* **Aim of the task**
Format each line of the entries below as one string in a JSON list, skipping any blank lines.

(Data extracted from a collection)
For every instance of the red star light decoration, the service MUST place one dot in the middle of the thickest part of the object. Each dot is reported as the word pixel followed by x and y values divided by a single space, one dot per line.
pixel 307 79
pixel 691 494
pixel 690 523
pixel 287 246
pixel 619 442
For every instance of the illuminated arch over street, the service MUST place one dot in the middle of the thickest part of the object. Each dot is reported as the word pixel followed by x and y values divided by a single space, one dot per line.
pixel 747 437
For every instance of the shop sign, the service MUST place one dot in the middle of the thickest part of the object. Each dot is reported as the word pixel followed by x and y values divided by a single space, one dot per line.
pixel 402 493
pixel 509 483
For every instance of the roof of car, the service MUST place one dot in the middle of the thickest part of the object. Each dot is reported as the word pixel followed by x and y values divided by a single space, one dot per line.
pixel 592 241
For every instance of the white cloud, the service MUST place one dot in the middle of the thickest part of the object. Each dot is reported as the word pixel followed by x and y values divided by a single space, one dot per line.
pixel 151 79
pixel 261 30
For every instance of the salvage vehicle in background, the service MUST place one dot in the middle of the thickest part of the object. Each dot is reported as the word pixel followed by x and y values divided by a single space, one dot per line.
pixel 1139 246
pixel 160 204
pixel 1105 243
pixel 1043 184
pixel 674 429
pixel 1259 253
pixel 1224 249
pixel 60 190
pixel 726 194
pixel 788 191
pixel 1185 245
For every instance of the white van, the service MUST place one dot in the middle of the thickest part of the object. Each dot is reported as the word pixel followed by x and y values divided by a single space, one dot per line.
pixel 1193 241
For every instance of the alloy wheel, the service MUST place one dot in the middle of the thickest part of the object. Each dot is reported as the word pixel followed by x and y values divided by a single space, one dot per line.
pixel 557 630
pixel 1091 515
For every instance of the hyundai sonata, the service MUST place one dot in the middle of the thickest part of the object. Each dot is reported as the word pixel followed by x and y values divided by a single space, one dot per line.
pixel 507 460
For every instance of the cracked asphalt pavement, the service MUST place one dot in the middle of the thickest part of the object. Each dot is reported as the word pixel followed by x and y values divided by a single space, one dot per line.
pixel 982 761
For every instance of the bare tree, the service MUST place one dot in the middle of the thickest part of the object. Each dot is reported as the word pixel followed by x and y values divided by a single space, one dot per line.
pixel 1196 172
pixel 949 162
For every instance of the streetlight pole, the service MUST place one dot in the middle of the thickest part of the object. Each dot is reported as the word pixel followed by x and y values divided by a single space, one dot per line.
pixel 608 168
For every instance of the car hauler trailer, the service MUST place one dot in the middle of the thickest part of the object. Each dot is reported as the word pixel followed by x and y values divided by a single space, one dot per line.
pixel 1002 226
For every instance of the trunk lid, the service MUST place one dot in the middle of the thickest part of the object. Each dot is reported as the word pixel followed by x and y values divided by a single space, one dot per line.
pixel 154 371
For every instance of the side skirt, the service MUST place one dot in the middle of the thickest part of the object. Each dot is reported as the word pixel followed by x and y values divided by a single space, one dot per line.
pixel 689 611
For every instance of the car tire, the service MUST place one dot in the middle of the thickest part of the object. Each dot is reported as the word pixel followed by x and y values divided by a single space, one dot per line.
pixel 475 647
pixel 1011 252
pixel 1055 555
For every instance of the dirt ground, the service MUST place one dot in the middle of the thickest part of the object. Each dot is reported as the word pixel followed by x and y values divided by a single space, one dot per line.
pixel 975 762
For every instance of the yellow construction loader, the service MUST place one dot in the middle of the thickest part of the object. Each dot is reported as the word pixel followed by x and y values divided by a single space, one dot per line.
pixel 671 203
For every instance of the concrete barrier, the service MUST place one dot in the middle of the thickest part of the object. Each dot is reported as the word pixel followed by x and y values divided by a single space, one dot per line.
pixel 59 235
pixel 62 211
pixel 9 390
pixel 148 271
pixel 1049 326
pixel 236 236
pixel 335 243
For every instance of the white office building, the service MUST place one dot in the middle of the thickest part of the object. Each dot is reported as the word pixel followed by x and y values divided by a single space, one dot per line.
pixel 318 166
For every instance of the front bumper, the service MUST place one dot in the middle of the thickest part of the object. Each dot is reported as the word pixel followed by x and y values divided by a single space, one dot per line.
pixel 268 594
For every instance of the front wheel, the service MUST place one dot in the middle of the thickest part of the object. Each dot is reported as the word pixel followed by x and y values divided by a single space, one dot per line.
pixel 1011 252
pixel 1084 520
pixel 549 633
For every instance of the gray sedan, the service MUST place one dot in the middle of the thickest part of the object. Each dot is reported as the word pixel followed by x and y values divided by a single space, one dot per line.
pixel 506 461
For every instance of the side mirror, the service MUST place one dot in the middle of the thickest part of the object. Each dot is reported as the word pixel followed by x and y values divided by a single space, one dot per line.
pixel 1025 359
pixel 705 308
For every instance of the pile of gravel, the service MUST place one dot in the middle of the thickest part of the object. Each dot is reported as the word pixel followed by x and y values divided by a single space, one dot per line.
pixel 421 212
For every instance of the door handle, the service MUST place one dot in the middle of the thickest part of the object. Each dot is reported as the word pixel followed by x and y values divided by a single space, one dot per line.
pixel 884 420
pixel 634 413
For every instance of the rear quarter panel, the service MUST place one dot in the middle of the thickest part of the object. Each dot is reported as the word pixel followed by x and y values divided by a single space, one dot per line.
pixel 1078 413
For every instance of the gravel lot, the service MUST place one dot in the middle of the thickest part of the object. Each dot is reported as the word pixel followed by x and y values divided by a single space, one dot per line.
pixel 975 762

* **Written answer**
[
  "For every instance of the red star light decoration, the service MUST place one dot in the middle of the thickest part of the object. Each dot is reported as the word pixel followed by x and y values divided by a single space, one dot per line.",
  "pixel 307 79",
  "pixel 691 494",
  "pixel 690 523",
  "pixel 287 246",
  "pixel 619 442",
  "For every instance of the illuminated arch over street, the service MUST place one dot in the middle of the thickest part of the object. Each dot is reported as the word pixel followed by x and y values divided by a single space, one dot per line.",
  "pixel 747 437",
  "For every instance of the shop sign, the service MUST place one dot in the middle of the thickest part of the object. Each dot is reported as the word pixel followed by x and y values divided by a single space, one dot per line.",
  "pixel 402 493",
  "pixel 509 483",
  "For every instance of the roof of car, the service MUST place one dot in the middle of the thickest part of the object. Each dot is reported as the word pixel followed by x and y values divided by a single space, one dot per line.",
  "pixel 592 241",
  "For every instance of the white cloud, the service MUST place one dot in the middle of the thickest part of the object. Each dot is reported as the word pixel followed by x and y values divided by a single space, one dot per line.",
  "pixel 151 79",
  "pixel 261 30",
  "For every instance of the salvage vehicle in background, the service MUST place one dot in the middle of the thickest part of the object. Each dot is reported as the word pixel followed by x and y values divided by a single space, one dot per line.",
  "pixel 1139 246",
  "pixel 160 204",
  "pixel 1105 243",
  "pixel 1043 184",
  "pixel 674 429",
  "pixel 1259 253",
  "pixel 1224 249",
  "pixel 60 190",
  "pixel 726 194",
  "pixel 788 191",
  "pixel 1185 245",
  "For every instance of the white van, the service MUST place one dot in the middle of the thickest part of the object. Each dot is reported as the word pixel followed by x and y values divided by a single space, one dot per line.",
  "pixel 1193 241",
  "For every instance of the alloy wheel, the service MUST place one dot in the middle of the thickest part of the object. Each dot is reported as the word pixel followed by x and y values divided by a single space, one dot per line.",
  "pixel 557 630",
  "pixel 1091 515",
  "For every instance of the hyundai sonata, the service MUST place one dot in the middle of the thickest part of the object. Each dot is reported as the word pixel followed by x and y values divided by a single space, one dot per line.",
  "pixel 507 460",
  "For every instance of the cracked asphalt pavement, the service MUST place one dot in the middle of the thickest part of the object. Each dot is reported as the word pixel followed by x and y values divided by a single space, one dot per line.",
  "pixel 982 761",
  "For every instance of the bare tree, the service MUST place one dot in the middle of the thickest part of the object. Each dot is reported as the word pixel followed by x and y values divided by a single space, one dot per line.",
  "pixel 1196 172",
  "pixel 949 162",
  "For every instance of the streetlight pole, the service MUST place one dot in the middle of the thickest part of the object. Each dot is reported as the word pixel followed by x and y values divided by a single space, one dot per line.",
  "pixel 608 168",
  "For every instance of the car hauler trailer, the service MUST place one dot in the middle of the thickest part of the object. Each dot is reported as the word pixel followed by x and y values divided by a single space, one dot per line.",
  "pixel 1002 226",
  "For every instance of the trunk lid, the service MUST place one dot in the middle of the thickest part of the object. Each dot is reported as the word pixel followed by x and y values divided by a single space, one dot per line.",
  "pixel 154 371",
  "For every instance of the side skirt, the service MUST place one dot in the middle of the thickest part of the object. Each dot is reported as the word pixel followed by x and y values divided by a single space, one dot per line.",
  "pixel 689 611",
  "For every instance of the car tire, the service MUST place one dot in the middle of the thickest part of the object. Each dot is reported as the word pixel followed by x and y values divided by a single space, one dot per line.",
  "pixel 475 647",
  "pixel 1011 252",
  "pixel 1055 555",
  "For every instance of the dirt ground, the service MUST place one dot in the middle of the thickest part of the object. Each dot is reported as the word pixel followed by x and y values divided by a single space, one dot per line.",
  "pixel 975 762",
  "For every instance of the yellow construction loader, the service MUST place one dot in the middle of the thickest part of the object. Each dot is reported as the word pixel followed by x and y values divided by a single space, one dot per line.",
  "pixel 671 203",
  "For every instance of the concrete barrier, the service MUST place one dot in the middle of the thickest part of the object. Each dot is reported as the word pixel followed by x and y values divided by a single space, one dot per line.",
  "pixel 59 235",
  "pixel 62 211",
  "pixel 9 390",
  "pixel 148 271",
  "pixel 1049 326",
  "pixel 236 236",
  "pixel 335 243",
  "For every instance of the white office building, the service MUST place one dot in the middle of the thickest part of the object. Each dot is reported as the word pixel followed by x and y values divided by a single space, one dot per line.",
  "pixel 318 166",
  "For every instance of the front bumper, the service MUST place one dot in the middle of the thickest part of the object. Each dot is reported as the word pixel followed by x and y values divided by a single space, one dot per line.",
  "pixel 268 594",
  "For every instance of the front wheel, the service MUST place one dot in the middle of the thickest part of the object. Each dot is reported as the word pixel followed by x and y values divided by a single space, one dot per line.",
  "pixel 1011 252",
  "pixel 1084 520",
  "pixel 549 633",
  "For every instance of the gray sedan, the service MUST place one dot in the middle of the thickest part of the object. Each dot is reported as the word pixel followed by x and y values divided by a single space, one dot per line.",
  "pixel 506 461",
  "For every instance of the side mirror, the service MUST place one dot in the middle of the thickest part of the object. Each dot is reported as the word pixel followed by x and y values divided by a single space, one dot per line.",
  "pixel 1025 359",
  "pixel 705 308",
  "For every instance of the pile of gravel, the service MUST place one dot in the middle of the thickest part of the object. Each dot is reported as the word pixel followed by x and y values divided by a single space, one dot per line.",
  "pixel 421 212",
  "For every instance of the door handle, the service MUST place one dot in the middle of the thickest part of the object. Each dot is reported as the word pixel followed by x and y values divided by a single space, one dot per line.",
  "pixel 884 420",
  "pixel 634 413",
  "For every instance of the rear quarter panel, the service MUST place one dot in the middle of the thickest part of the object. Each dot is reported as the word pixel followed by x and y values divided by a single space, one dot per line.",
  "pixel 1078 413",
  "For every instance of the gravel lot, the service MUST place one dot in the middle of the thickest part of the object. Each dot is reported as the word pixel followed by x and y values divided by a single space, one dot per line.",
  "pixel 975 762"
]